SUPPLIED TEXT:
################
Keep it boring. You want a new session to skim 20 lines and immediately know where to start. The progress file is not documentation. It is shift notes.
3) An init script that makes the environment reproducible
Your init script (commonly init.sh) is the antidote to “it works on my machine.” It should do the minimum to start the project, run migrations or seed data, and kick off a basic smoke test.
If you follow the spirit of the Twelve-Factor App approach, the script should rely on environment configuration and keep the app process model simple. That makes it easier for an agent to run, and easier for you to run in CI later.
This is also where a real backend platform helps. When the backend is already provisioned, the init path is short. You are not asking the agent to install, configure, and secure a database server. You are asking it to connect to a backend that already exists.
AI assisted programming across context windows: the incremental loop
Once the initializer artifacts exist, every coding session should follow the same loop. The loop is intentionally repetitive because repetition is what makes sessions resumable.
Start by grounding yourself in the repo state. Read the progress log, scan recent commits, and confirm the feature list still matches the product goal. Then run init.sh and execute a smoke test before touching code. This catches “broken baseline” problems early, before you pile new changes on top.
Only then do you pick a single failing feature. Implement it in the smallest change set you can. Test it like a user. Update the feature list to mark it passing. Add a concise progress note. Commit.
That last part matters. A git commit is not just version control. It is your rollback and your memory boundary. The official git commit documentation is not glamorous, but the discipline it enables is exactly what long-running agent work needs. If a session goes off the rails, you can reset to the last known good commit without debate.
################
(Segmentation mask data)
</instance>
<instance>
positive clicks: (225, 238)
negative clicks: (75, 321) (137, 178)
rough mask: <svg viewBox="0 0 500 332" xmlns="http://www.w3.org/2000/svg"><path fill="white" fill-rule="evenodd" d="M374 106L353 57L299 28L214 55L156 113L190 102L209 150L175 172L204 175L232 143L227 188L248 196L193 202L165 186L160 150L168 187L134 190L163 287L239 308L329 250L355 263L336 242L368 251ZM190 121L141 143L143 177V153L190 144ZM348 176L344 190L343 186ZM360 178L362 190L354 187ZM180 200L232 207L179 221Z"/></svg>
################
WORK TASK 1: Using the text on coding sessions, decide whether each statement agrees with it: (a) the progress file should serve as documentation; (b) init.sh should run before any code is touched; (c) each session should take on several failing features at once. Answer yes or no for each, quoting the words that decide it.
WORK TASK 2: Rewrite the text on coding sessions from "This is also" up to and including "changes on top.", renaming "backend" to "data service".
WORK TASK 3: According to the text on coding sessions, what is a git commit besides version control?
You won't need any of these lines.

SOLUTION 1:
(a) No: "The progress file is not documentation."
(b) Yes: "Then run init.sh and execute a smoke test before touching code."
(c) No: "Only then do you pick a single failing feature."

SOLUTION 2:
This is also where a real data service platform helps. When the data service is already provisioned, the init path is short. You are not asking the agent to install, configure, and secure a database server. You are asking it to connect to a data service that already exists.
AI assisted programming across context windows: the incremental loop
Once the initializer artifacts exist, every coding session should follow the same loop. The loop is intentionally repetitive because repetition is what makes sessions resumable.
Start by grounding yourself in the repo state. Read the progress log, scan recent commits, and confirm the feature list still matches the product goal. Then run init.sh and execute a smoke test before touching code. This catches “broken baseline” problems early, before you pile new changes on top.

SOLUTION 3: It is your rollback and your memory boundary.